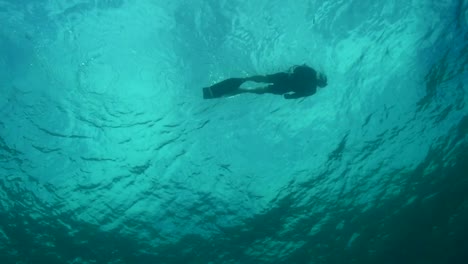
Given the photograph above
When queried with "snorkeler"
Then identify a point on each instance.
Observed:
(301, 81)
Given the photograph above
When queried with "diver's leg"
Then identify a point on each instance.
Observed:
(257, 90)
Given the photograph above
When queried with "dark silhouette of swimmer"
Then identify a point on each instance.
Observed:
(300, 81)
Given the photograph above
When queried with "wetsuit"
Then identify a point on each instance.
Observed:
(300, 82)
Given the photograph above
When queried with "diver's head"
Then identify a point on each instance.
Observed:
(321, 80)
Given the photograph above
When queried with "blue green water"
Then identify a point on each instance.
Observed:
(109, 154)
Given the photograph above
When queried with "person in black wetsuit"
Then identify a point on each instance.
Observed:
(301, 81)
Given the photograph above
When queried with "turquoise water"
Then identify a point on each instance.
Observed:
(109, 154)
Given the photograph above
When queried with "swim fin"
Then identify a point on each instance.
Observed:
(226, 87)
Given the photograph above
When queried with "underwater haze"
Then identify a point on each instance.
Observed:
(109, 154)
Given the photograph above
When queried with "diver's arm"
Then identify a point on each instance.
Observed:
(270, 78)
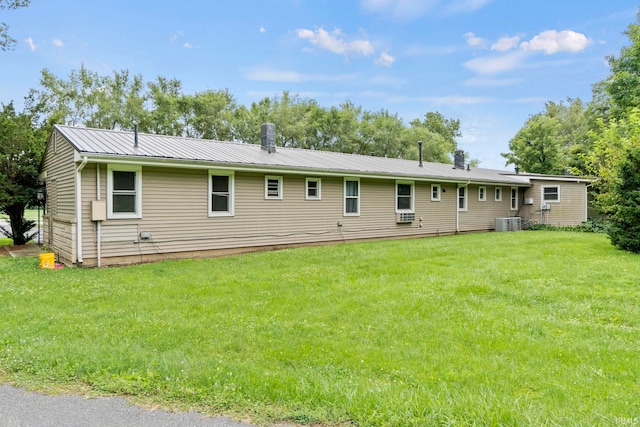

— Exercise requirements —
Turn every line of the items above into a numbered list, skipping any blank lines and leaving out the pictures.

— Completed exercise —
1. Given the photograph above
2. When queried with "snorkeler"
3. Then identify a point on each instance.
4. Observed:
5. (301, 81)
6. Given the photograph above
7. When queried with "diver's leg"
8. Then identify a point on each instance.
9. Observed:
10. (257, 90)
11. Given the photograph above
12. When queried with "dark silhouette of swimmer"
13. Then identify a point on each instance.
14. Observed:
15. (300, 81)
16. Given the photograph above
17. When queried with "wetsuit"
18. Then identify a point on each instance.
19. Observed:
20. (300, 82)
21. Given the photograph above
22. When queried with "diver's head"
23. Then identify a point on each instance.
24. Observed:
25. (321, 80)
26. Given the photograph above
27. When queried with "blue green water"
28. Then identify a point on each instance.
29. Observed:
30. (109, 154)
31. Given the photograph above
32. When queried with "person in black wetsuit"
33. Then identify a point on each instance.
34. Observed:
35. (301, 81)
36. Given the photograph above
37. When queried with "turquoise water"
38. Then identify a point on each instance.
39. Observed:
40. (109, 154)
41. Given the photograph above
42. When queried with "swim fin"
43. Then identify a point on each instance.
44. Observed:
45. (226, 87)
46. Given the photograph above
47. When queried with "underwater haze"
48. Then identify a point on each instance.
49. Observed:
50. (109, 154)
51. Given the photograph above
52. When queried with "diver's arm"
53. Then identify a point on each instance.
54. Observed:
55. (270, 78)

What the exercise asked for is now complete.